Given request »
Locate every line in the rows below that contains the word "green" and copy each of those lines.

Coordinate annotation entries »
==*==

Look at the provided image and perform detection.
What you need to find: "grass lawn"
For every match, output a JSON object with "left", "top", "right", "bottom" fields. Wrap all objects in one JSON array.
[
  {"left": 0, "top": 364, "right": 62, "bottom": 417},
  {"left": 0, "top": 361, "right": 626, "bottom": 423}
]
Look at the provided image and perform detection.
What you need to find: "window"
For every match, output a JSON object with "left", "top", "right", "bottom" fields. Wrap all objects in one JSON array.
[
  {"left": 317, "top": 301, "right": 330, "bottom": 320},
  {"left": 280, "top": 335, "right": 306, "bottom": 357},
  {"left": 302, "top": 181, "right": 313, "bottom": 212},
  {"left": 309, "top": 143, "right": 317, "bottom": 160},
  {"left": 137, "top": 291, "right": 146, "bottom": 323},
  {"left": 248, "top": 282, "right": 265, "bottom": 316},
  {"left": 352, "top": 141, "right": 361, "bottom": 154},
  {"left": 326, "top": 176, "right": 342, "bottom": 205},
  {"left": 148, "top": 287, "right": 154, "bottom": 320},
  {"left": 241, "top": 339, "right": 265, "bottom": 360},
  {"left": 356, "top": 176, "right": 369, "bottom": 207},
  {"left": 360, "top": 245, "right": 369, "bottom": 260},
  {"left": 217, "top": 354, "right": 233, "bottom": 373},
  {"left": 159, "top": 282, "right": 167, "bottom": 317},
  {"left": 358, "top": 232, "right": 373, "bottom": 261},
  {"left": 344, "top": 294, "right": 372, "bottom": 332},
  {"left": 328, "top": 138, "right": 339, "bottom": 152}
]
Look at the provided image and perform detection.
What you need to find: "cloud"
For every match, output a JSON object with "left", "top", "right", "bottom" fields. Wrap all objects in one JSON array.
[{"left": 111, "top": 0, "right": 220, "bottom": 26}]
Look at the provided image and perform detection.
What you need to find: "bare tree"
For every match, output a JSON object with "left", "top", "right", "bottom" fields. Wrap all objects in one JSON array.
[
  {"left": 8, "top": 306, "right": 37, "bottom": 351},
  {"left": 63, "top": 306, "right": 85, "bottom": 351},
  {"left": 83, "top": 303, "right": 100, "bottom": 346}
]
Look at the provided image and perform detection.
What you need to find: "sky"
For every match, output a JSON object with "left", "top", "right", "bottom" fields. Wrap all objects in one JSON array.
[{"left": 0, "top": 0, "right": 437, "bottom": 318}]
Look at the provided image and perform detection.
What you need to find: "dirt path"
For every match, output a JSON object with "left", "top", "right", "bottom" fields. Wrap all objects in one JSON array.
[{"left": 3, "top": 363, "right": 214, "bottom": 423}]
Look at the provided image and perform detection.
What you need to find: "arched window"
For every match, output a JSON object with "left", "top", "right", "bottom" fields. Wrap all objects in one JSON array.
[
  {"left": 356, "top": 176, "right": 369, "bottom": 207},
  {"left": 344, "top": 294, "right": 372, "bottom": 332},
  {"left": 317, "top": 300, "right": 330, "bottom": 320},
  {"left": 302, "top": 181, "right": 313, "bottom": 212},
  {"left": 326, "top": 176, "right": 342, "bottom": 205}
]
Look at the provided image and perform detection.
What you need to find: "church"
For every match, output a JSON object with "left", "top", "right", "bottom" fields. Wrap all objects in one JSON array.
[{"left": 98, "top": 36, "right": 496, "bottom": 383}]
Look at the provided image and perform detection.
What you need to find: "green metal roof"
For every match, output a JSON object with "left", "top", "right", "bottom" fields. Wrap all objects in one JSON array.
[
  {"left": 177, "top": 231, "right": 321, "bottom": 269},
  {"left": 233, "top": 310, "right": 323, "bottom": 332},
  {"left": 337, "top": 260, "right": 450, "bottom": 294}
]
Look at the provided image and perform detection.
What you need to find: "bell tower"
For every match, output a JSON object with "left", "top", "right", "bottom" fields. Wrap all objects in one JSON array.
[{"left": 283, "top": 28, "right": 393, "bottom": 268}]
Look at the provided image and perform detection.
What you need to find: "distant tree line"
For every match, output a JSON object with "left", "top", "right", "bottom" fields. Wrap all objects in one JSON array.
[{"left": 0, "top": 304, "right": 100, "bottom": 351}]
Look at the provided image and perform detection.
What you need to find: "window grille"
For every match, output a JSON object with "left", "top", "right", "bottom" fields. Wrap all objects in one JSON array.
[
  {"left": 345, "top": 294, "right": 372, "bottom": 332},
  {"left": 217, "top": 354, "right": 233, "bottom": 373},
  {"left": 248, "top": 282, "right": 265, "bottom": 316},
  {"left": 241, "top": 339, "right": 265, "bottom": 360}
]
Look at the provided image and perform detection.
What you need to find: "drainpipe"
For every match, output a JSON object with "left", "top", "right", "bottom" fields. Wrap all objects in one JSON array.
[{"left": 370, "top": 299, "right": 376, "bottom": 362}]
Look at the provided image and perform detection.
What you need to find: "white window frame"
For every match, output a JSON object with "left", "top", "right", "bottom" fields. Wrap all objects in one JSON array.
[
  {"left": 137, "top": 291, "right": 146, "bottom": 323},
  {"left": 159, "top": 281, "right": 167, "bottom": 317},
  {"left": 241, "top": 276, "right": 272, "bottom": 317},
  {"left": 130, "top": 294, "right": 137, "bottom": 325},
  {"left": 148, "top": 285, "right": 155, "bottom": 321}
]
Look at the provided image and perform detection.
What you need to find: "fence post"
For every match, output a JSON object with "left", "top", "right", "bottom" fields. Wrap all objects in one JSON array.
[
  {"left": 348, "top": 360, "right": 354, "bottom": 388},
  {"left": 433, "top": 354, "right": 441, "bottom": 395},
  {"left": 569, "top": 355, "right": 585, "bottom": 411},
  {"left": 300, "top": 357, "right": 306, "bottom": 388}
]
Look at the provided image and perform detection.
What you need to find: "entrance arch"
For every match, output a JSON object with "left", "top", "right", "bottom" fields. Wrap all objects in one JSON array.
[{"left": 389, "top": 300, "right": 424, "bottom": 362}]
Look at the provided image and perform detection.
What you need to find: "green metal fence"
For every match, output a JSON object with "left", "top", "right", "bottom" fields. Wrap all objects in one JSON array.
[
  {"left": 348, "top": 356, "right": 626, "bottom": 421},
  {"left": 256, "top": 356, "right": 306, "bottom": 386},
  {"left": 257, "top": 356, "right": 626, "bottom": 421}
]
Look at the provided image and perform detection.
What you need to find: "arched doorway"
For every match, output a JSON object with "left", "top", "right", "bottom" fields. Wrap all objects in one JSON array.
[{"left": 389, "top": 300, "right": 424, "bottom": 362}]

==*==

In response »
What you need to find: "green metal roof"
What you need to find: "green metal fence"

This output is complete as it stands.